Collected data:
----------

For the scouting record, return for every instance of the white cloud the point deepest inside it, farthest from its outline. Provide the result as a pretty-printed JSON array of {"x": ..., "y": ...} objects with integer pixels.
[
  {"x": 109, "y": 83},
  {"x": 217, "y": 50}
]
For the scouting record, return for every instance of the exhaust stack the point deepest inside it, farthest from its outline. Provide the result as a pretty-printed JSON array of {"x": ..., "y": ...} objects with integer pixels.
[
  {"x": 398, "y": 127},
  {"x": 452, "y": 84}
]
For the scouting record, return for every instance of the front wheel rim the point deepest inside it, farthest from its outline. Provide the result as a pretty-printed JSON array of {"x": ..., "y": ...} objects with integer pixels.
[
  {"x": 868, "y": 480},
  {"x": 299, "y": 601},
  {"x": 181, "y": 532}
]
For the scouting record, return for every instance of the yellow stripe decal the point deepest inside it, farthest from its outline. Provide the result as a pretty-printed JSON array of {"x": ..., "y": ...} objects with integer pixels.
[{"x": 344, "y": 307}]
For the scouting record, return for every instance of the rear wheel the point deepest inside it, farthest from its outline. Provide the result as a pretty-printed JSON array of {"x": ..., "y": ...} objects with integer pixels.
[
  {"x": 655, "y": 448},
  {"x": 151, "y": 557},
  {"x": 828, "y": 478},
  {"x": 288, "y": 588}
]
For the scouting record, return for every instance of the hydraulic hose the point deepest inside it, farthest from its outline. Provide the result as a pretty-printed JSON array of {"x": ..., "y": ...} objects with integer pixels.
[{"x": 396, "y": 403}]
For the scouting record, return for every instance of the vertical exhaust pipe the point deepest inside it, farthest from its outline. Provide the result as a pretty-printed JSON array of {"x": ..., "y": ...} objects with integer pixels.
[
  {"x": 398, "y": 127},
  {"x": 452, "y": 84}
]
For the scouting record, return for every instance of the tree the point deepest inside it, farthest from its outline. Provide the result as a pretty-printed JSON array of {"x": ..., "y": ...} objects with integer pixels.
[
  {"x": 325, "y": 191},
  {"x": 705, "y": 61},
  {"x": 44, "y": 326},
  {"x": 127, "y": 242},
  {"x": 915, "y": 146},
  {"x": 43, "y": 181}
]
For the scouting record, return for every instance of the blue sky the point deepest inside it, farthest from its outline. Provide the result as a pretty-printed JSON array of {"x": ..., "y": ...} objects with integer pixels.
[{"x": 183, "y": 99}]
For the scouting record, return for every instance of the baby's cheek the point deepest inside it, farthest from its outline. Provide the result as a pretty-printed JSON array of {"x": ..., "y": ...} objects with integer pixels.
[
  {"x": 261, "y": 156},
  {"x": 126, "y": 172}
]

----------

Written request:
Repeat every record exactly as written, please.

Exercise output:
For the scouting record, return for every instance of the white cloud the point deepest inside it, farthest from its outline. Provide the result as a pretty-printed JSON array of {"x": ..., "y": ...} objects with integer pixels.
[
  {"x": 109, "y": 83},
  {"x": 217, "y": 50}
]
For the scouting record, return for every instance of the exhaust stack the point deepest inside it, farthest from its outline. Provide the result as a pretty-printed JSON array of {"x": ..., "y": ...} objects with integer pixels.
[
  {"x": 398, "y": 127},
  {"x": 452, "y": 84}
]
For the scouting record, return for every instance of the front wheel rim the point deepest inside it, farthest from its outline. Provide the result as a pretty-printed JSON array of {"x": ..., "y": ...} objects with integer pixels.
[
  {"x": 868, "y": 480},
  {"x": 299, "y": 601},
  {"x": 181, "y": 532}
]
For the scouting record, return for every instance of the yellow stripe decal the point deepest inside it, farthest from its outline. Provide the result as a pretty-printed JSON array of {"x": ..., "y": ...} objects with integer pixels.
[{"x": 344, "y": 307}]
For the scouting record, return for every instance of the rear wheel the point deepest inside it, farthest from its outline. Provide the result as a pretty-printed JSON array of {"x": ..., "y": ...} objects with integer pixels.
[
  {"x": 655, "y": 448},
  {"x": 151, "y": 557},
  {"x": 828, "y": 478},
  {"x": 288, "y": 588}
]
For the scouting record, return for every instance of the hydraulic hose the point deepest inside it, farthest from its outline. Provide the result as a pretty-printed JSON array of {"x": ..., "y": ...} objects with integer pixels.
[{"x": 396, "y": 403}]
For the scouting record, return for every instance of the vertical exhaust pipe the point deepest inside it, farthest from its outline. Provide the result as a pretty-printed JSON array of {"x": ..., "y": ...} objects with integer pixels.
[
  {"x": 398, "y": 127},
  {"x": 452, "y": 84}
]
For the scouting record, return for every instance of the tree the point deepest inside it, farthest from its outline. Provide the result as a pretty-printed JSON array of {"x": ..., "y": ...} objects with integer pixels.
[
  {"x": 325, "y": 191},
  {"x": 705, "y": 61},
  {"x": 44, "y": 326},
  {"x": 127, "y": 242},
  {"x": 915, "y": 146},
  {"x": 43, "y": 181}
]
For the scouting record, return for every instance of the blue sky the point deepest inside it, farthest from its outline. Provide the result as a pretty-printed JSON array of {"x": ..., "y": ...} objects with integer pixels.
[{"x": 183, "y": 99}]
For the scouting record, return for every instance of the baby's cheek the point deepest inside it, farthest from its outline. Provide the result as a pretty-printed JSON array of {"x": ..., "y": ...} objects with integer pixels.
[
  {"x": 261, "y": 156},
  {"x": 126, "y": 172}
]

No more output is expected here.